* **Text segment**:
———
Voters in St. Paul and Minneapolis approved historic ballot initiatives Tuesday that will bring the cities in line with others across the country that have limited how much landlords can raise rents each year.

The two ballot questions — which in St. Paul will cap rent hikes at 3% and in Minneapolis allow city leaders to begin crafting a policy — pitted grassroots organizers against property owners who raised millions of dollars from across the country, blanketing the cities with messages urging voters to either enact a new tenant protection or avoid a potential roadblock to new development.

Claire Bergren, campaign manager of Home to Stay in Minneapolis, said advocates met opposition fundraising with hundreds of thousands of calls and text messages.

"It clearly showed that when you have conversations with voters about rent stabilization, about protecting our neighbors from unexpected, dramatic rent hikes, that it's common sense for people," she said.

Supporters said the initiatives — which would enact rent control in St. Paul in 2022 and allow Minneapolis to enact a yet-to-be-developed policy in the future — would create stability for tenants in a tight housing market where most residents are renters.
———
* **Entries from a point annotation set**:
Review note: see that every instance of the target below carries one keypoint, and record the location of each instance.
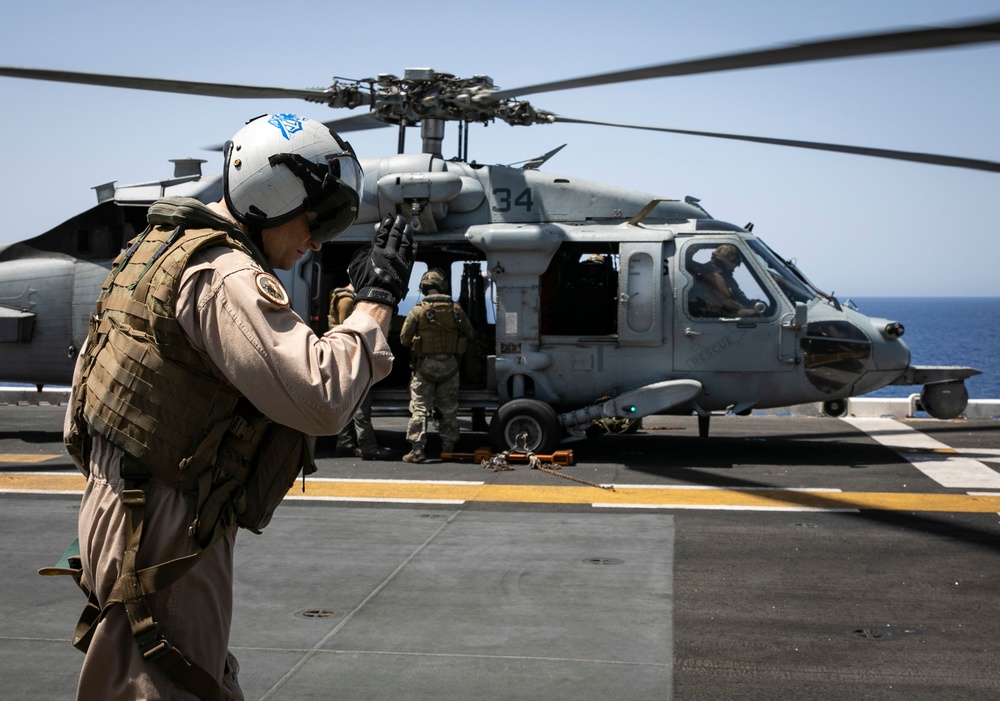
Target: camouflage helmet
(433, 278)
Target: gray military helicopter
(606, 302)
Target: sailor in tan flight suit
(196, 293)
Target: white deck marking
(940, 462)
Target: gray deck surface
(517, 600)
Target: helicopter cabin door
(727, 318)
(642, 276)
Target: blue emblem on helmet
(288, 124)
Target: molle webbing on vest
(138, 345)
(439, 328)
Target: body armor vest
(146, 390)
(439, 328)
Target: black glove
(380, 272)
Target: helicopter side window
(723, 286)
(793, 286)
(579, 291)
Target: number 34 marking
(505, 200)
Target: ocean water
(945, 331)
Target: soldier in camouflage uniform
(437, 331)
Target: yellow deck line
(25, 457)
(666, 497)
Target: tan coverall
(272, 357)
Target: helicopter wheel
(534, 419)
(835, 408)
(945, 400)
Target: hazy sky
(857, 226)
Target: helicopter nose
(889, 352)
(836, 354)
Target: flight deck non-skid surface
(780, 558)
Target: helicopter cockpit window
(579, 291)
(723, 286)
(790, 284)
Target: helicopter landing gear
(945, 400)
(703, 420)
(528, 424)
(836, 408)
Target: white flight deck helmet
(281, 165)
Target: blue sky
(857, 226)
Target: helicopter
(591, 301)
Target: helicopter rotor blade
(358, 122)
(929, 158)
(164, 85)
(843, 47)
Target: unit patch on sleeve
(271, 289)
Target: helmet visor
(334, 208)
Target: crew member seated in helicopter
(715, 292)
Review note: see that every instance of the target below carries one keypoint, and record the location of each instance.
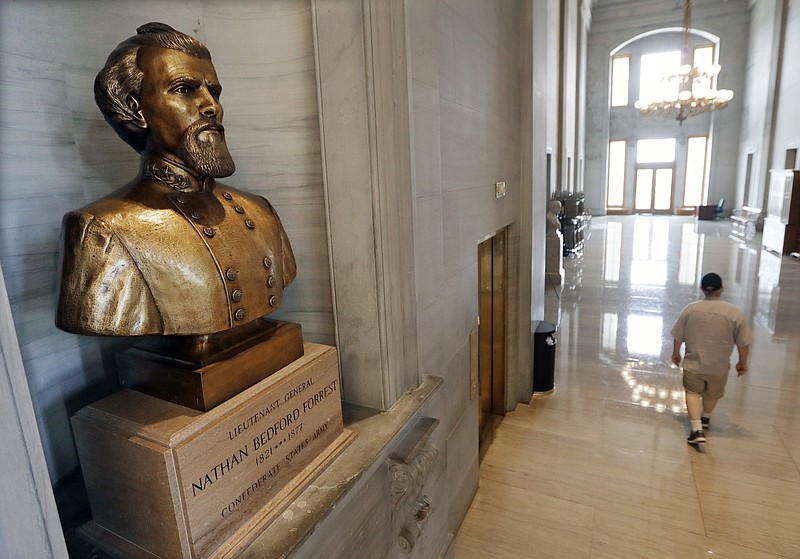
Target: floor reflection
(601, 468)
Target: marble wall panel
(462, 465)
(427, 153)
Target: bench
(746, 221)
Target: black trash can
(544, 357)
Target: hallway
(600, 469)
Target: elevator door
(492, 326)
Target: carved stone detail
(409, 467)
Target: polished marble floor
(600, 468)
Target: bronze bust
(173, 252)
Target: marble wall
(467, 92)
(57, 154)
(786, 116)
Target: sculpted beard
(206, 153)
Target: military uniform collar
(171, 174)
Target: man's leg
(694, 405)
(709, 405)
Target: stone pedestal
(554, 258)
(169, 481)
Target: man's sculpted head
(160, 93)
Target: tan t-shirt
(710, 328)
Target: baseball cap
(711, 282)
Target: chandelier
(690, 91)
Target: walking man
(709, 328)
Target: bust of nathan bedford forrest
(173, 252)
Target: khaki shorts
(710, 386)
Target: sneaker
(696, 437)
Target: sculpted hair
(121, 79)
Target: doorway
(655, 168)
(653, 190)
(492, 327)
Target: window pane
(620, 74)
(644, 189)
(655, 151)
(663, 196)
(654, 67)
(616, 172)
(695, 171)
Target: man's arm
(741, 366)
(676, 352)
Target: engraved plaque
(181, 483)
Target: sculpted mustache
———
* **Stated task A**:
Put this sentence from the rent control article into Spanish: "Claire Bergren, campaign manager of Home to Stay in Minneapolis, said advocates met opposition fundraising with hundreds of thousands of calls and text messages."
* **Stated task B**:
Pick up the article on the St. Paul and Minneapolis rent control votes after its last sentence and write the next few sentences.
These items are separate material and have no connection to the rent control article.

* **Expected answer A**:
Claire Bergren, directora de campaña de Home to Stay en Minneapolis, dijo que los defensores respondieron a la recaudación de fondos de la oposición con cientos de miles de llamadas y mensajes de texto.

* **Expected answer B**:
Limiting how much landlords can raise rents, advocates said, would most benefit low-income renters and renters of color, who research shows are more likely to see sharp rent increases.

Opponents, including developers, real estate interests and landlords, said they worried the policies could discourage new housing construction that the cities need. The Sensible Housing Ballot Committee, which led opposition in both cities, said in a statement late Tuesday that its members were "deeply disappointed" in the results.

"Rent control will be a major discouragement to new housing investment in our core cities," the statement said.

St. Paul's policy would not make exemptions for new construction or inflation. Critics said without those exemptions, the policy could be one of the strictest in the world. On Tuesday, some St. Paul voters said rent control was the biggest issue on this year's ballot, which also included mayoral and school board races.

Resident Nadia Sandstrom said she strongly favored the policy. With rents rising, she said she was voting to make St. Paul a more livable city.

"I would really love to make St. Paul the place where no matter what walk of life you come from, you can afford to live here and actually set down roots," Sandstrom said.

Mayor Melvin Carter and Mayor Jacob Frey, who were both seeking second terms Tuesday, indicated they would vote "yes" on the rent control ballot questions in their cities, with caveats. Carter said if the measure passed in St. Paul "we can and must make it better, quickly." On Tuesday night, Carter said he planned to bring together a group of stakeholders including renters, advocates, landlords and developers "who all have a stake in ensuring that our housing system works well for our community."

Frey said he doesn't support rent control but planned to vote yes on Minneapolis' ballot measure, which allows the council to either craft a policy or kick the issue back to voters.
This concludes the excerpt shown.